YOUR INSTRUCTIONS: Copy the entries below word for word, leaving out the pictures.

INFORMATION SHOWN:
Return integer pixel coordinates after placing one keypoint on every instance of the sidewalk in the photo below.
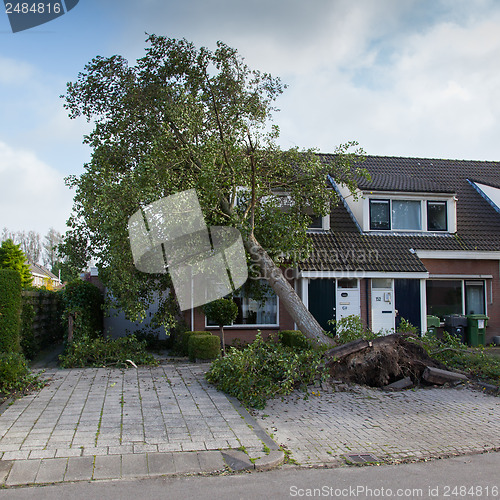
(106, 423)
(367, 424)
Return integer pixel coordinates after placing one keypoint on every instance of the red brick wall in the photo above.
(241, 334)
(474, 267)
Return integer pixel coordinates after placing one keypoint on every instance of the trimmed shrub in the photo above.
(84, 302)
(29, 345)
(184, 341)
(10, 310)
(222, 312)
(106, 352)
(13, 368)
(41, 320)
(294, 339)
(15, 376)
(203, 347)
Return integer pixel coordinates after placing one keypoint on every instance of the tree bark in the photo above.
(305, 321)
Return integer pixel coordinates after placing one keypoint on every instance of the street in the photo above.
(475, 476)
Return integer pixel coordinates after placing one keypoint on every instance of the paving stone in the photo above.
(186, 462)
(51, 470)
(68, 452)
(79, 469)
(16, 455)
(23, 472)
(135, 465)
(42, 454)
(210, 461)
(5, 466)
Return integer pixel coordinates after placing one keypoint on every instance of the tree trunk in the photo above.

RESULT BELOW:
Return integer pixel coordinates after placing one keypoint on every instance of the sidewalk in the photo below.
(106, 423)
(367, 424)
Return integer pixel coordinates after placing one keypoint on every instance of the red brick wall in the photo above.
(241, 334)
(474, 267)
Return integer pixel coordinates after placing one keypoint on every instance of the trimmed shrub in the photo above.
(84, 302)
(29, 345)
(184, 341)
(10, 310)
(222, 312)
(106, 352)
(13, 368)
(41, 320)
(294, 339)
(15, 376)
(203, 347)
Return integer pixel coordinates after placing one keypoint on every instance of the tree bark in the photo above.
(305, 321)
Return integer pixel coordinates after placing one keypoint on every instance of the street in the photo above.
(475, 476)
Return integer pixel coordinates after placing one keypoint on every instance of the paving stone in the photo above.
(186, 462)
(51, 470)
(68, 452)
(79, 469)
(16, 455)
(23, 472)
(135, 465)
(42, 454)
(210, 461)
(5, 466)
Return integer pixel coordinates after placing one keypoint on every instance of the tree trunk in the photo above.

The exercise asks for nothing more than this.